ZU ERLEDIGEN |
[a] Übersetze aus dem Text über die Schulen im Erfurter Norden den Satz „Bisher kämpfte jede Schule für sich allein.“ ins Englische.
[b] Gib aus dem Text über die Schulen im Erfurter Norden alles von „Die Situation an“ bis hinunter zu „Norden ernst nimmt.“ Wort für Wort wieder.
======== TEXT
Die Situation an den weiterführenden Schulen im Erfurter Norden gleicht sich fast eins zu eins: Seit Jahren steigende Schülerzahlen, fehlende Klassen-, Fach- und Aufenthaltsräume in den Schulgebäuden, steigende Zahlen von Schülern mit Migrationshintergrund, zu wenig Personal. Bisher kämpfte jede Schule für sich allein. Die Schulleiter schilderten ihre Probleme der Stadt und dem Schulamt, oft bekamen sie nicht einmal eine Antwort. Doch damit soll jetzt Schluss sein. Nun will man gemeinsam erreichen, dass die Stadt endlich handelt und die Herausforderungen im Erfurter Norden ernst nimmt.
Gemeinsames Auftreten gegenüber der Stadt
Deshalb trafen sich am Donnerstagabend Schulleiter, Elternsprecher, Schülersprecher, Schulsozialarbeiter und Mitglieder der Landes- und Kreiselternvertretung der betroffenen Schulen zu einem ersten Gespräch, um gemeinsam gegenüber der Stadt aufzutreten und eine Strategie zu entwickeln, um die Verantwortlichen endlich zum Handeln zu bewegen.
Wir wollen für unsere Schülerschaft kämpfen. 30 bis 35 Prozent Migrationsanteil sind gut zu bewältigen, um Integration zu leben. Wir sagen nicht, wir wollen die nicht. Das sind tolle Schülerinnen und Schüler.
================
======== BEREITGESTELLTES MATERIAL
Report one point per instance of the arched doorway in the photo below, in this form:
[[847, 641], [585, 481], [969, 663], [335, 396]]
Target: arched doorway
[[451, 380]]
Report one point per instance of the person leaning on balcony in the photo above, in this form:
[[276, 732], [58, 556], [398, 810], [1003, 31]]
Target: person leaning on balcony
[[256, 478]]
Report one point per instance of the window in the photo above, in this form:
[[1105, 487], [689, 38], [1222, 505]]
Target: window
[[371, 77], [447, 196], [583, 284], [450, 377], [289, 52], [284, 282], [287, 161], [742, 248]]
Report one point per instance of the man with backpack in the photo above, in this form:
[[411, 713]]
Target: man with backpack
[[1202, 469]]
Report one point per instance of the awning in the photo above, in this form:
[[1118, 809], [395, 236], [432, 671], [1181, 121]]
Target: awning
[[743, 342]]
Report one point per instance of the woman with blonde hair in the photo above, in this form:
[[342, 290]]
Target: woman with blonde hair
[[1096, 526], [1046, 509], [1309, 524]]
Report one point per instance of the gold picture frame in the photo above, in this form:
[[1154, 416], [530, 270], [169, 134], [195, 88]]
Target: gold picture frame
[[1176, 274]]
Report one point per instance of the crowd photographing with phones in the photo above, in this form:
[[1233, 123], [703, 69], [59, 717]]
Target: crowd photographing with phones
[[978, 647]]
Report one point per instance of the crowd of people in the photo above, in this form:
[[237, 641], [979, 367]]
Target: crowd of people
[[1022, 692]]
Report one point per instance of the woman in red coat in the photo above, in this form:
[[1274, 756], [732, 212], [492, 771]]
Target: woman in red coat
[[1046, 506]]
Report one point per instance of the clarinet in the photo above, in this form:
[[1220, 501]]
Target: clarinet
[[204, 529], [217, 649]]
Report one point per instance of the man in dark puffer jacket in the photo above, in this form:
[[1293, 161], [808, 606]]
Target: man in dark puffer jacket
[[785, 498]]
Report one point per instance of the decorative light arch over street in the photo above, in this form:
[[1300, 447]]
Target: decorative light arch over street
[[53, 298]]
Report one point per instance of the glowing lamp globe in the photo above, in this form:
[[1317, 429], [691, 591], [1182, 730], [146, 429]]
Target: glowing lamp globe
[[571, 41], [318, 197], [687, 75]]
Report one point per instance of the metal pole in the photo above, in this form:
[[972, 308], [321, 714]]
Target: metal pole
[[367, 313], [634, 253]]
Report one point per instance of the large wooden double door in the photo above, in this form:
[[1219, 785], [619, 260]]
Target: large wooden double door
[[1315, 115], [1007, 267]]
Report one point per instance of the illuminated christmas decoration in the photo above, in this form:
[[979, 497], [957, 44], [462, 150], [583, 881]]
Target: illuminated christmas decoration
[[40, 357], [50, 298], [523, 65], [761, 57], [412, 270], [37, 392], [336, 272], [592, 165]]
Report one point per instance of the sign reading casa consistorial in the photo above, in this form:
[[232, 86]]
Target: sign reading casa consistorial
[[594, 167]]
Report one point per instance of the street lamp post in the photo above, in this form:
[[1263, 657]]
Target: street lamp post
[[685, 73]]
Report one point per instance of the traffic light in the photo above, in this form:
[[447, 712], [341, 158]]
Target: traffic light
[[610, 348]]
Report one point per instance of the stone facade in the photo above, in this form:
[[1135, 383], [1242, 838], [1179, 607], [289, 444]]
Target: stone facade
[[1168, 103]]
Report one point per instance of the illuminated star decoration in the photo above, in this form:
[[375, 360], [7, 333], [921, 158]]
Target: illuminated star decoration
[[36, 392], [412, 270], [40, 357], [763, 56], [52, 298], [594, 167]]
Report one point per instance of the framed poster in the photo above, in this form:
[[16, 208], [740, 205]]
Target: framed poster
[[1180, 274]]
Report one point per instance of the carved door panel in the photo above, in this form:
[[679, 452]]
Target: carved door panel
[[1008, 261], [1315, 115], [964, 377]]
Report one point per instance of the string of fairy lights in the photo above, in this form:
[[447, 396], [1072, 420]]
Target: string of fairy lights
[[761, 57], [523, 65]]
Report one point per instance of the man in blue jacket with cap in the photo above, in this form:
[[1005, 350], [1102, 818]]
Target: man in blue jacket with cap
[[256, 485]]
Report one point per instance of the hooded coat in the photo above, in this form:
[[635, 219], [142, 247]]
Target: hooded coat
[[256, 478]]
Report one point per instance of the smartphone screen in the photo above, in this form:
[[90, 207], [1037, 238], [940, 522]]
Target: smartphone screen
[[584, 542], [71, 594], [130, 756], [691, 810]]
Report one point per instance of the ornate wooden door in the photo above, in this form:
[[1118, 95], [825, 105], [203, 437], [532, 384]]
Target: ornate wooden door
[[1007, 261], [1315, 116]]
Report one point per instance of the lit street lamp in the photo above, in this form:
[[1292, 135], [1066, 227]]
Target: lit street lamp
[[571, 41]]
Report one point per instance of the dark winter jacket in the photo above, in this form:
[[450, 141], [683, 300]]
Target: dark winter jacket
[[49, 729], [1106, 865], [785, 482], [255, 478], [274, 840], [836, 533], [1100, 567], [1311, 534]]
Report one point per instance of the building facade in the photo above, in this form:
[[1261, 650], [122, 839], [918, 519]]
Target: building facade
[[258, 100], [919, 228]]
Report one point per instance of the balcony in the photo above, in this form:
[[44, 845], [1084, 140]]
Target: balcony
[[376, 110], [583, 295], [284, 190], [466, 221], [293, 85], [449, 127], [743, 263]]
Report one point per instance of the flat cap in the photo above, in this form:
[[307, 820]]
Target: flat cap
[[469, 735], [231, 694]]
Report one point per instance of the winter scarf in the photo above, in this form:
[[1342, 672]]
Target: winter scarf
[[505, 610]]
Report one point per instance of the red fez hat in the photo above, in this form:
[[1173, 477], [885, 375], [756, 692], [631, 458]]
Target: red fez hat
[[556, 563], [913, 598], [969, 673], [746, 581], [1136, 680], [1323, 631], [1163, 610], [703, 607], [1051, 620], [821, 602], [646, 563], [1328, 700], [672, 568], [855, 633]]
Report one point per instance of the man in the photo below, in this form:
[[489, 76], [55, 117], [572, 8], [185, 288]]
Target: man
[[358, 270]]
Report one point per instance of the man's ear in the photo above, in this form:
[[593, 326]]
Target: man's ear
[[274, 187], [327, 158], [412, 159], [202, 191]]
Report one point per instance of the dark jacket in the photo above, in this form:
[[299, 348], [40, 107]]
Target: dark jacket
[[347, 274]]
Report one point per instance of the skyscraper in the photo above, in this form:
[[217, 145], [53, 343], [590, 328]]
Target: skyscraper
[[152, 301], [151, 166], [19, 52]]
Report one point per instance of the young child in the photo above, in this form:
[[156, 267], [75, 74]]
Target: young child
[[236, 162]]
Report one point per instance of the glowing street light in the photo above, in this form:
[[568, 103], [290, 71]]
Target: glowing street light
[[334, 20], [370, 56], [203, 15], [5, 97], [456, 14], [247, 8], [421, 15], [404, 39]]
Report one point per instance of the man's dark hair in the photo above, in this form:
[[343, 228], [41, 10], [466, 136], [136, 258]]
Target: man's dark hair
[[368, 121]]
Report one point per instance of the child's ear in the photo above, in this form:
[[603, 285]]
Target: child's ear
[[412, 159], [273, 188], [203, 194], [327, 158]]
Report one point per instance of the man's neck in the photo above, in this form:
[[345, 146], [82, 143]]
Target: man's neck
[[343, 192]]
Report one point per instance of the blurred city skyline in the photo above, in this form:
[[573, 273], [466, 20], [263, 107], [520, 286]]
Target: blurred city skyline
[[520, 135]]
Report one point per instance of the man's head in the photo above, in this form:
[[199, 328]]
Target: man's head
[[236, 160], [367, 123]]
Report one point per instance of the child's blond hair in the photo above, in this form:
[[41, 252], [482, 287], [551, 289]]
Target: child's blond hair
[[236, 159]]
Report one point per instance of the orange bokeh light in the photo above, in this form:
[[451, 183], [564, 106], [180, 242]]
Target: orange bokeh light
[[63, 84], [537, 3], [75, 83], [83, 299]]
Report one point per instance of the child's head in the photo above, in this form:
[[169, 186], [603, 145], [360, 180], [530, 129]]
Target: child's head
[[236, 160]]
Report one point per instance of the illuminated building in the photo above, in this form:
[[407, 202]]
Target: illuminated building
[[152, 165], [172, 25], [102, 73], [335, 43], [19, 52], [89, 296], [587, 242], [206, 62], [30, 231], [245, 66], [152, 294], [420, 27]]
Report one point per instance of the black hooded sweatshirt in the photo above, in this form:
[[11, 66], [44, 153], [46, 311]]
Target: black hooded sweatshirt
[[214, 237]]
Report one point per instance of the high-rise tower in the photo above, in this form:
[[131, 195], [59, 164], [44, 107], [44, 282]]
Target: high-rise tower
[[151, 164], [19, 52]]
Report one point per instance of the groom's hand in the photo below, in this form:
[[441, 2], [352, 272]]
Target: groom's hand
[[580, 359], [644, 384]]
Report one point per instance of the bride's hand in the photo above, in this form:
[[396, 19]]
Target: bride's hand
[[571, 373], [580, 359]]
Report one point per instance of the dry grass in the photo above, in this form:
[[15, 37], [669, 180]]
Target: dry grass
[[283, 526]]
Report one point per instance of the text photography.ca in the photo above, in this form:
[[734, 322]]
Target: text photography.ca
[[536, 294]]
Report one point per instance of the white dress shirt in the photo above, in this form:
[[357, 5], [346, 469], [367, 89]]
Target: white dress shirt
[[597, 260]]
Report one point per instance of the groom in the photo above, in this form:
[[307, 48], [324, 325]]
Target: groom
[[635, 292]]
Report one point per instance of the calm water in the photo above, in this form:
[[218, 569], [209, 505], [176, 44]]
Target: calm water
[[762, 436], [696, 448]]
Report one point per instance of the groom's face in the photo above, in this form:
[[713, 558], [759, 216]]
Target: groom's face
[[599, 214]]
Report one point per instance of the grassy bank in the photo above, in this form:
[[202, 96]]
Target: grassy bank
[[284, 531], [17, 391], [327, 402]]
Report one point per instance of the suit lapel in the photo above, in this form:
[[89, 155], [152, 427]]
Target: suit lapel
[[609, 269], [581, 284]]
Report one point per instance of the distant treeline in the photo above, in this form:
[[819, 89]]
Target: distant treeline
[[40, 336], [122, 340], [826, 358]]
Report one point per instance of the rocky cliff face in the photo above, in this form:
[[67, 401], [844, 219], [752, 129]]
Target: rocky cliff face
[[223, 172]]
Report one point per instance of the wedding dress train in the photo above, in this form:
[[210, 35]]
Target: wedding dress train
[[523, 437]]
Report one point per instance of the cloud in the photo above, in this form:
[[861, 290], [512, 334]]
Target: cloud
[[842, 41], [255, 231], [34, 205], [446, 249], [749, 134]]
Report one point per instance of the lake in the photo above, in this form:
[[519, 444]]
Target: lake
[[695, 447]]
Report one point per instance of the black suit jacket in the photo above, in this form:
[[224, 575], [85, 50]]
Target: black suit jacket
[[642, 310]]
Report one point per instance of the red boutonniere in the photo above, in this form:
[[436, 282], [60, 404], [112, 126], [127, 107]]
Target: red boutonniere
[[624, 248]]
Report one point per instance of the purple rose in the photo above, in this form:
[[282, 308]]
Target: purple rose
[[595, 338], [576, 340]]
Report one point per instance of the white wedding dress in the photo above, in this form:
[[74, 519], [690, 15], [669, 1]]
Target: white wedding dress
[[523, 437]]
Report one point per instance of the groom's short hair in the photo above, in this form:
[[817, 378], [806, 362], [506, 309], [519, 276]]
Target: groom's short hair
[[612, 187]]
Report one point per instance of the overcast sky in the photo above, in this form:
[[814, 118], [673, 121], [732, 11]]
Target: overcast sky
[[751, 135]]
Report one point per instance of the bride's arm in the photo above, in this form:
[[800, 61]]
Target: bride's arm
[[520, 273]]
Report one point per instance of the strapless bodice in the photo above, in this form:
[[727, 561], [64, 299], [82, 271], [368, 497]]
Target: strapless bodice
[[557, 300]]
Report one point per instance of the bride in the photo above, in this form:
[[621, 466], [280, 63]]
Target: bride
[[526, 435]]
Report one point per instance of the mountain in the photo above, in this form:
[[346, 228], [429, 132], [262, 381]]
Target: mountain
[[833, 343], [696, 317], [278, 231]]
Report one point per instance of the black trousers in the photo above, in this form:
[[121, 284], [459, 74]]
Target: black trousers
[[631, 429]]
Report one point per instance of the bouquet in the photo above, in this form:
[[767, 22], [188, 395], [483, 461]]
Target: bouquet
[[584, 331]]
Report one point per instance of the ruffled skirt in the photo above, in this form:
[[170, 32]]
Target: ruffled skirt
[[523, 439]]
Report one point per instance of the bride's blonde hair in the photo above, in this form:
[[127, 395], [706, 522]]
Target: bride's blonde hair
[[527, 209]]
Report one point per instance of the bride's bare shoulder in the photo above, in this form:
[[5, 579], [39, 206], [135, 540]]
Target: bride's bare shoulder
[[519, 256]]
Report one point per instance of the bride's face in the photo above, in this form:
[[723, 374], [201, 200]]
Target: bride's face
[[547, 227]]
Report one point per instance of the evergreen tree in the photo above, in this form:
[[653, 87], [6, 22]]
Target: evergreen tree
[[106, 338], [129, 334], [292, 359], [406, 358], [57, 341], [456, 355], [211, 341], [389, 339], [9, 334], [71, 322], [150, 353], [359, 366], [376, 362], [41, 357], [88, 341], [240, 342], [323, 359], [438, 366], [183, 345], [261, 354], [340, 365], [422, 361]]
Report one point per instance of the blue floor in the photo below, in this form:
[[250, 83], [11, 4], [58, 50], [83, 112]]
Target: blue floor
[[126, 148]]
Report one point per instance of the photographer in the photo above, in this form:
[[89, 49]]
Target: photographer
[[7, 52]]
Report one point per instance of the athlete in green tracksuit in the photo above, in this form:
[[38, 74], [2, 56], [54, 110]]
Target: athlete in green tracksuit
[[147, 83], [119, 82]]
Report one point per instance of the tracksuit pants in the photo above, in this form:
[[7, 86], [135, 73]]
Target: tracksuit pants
================
ANTWORTEN JE AUFGABE |
[a] Until now, each school fought on its own.

[b]
Die Situation an den weiterführenden Schulen im Erfurter Norden gleicht sich fast eins zu eins: Seit Jahren steigende Schülerzahlen, fehlende Klassen-, Fach- und Aufenthaltsräume in den Schulgebäuden, steigende Zahlen von Schülern mit Migrationshintergrund, zu wenig Personal. Bisher kämpfte jede Schule für sich allein. Die Schulleiter schilderten ihre Probleme der Stadt und dem Schulamt, oft bekamen sie nicht einmal eine Antwort. Doch damit soll jetzt Schluss sein. Nun will man gemeinsam erreichen, dass die Stadt endlich handelt und die Herausforderungen im Erfurter Norden ernst nimmt.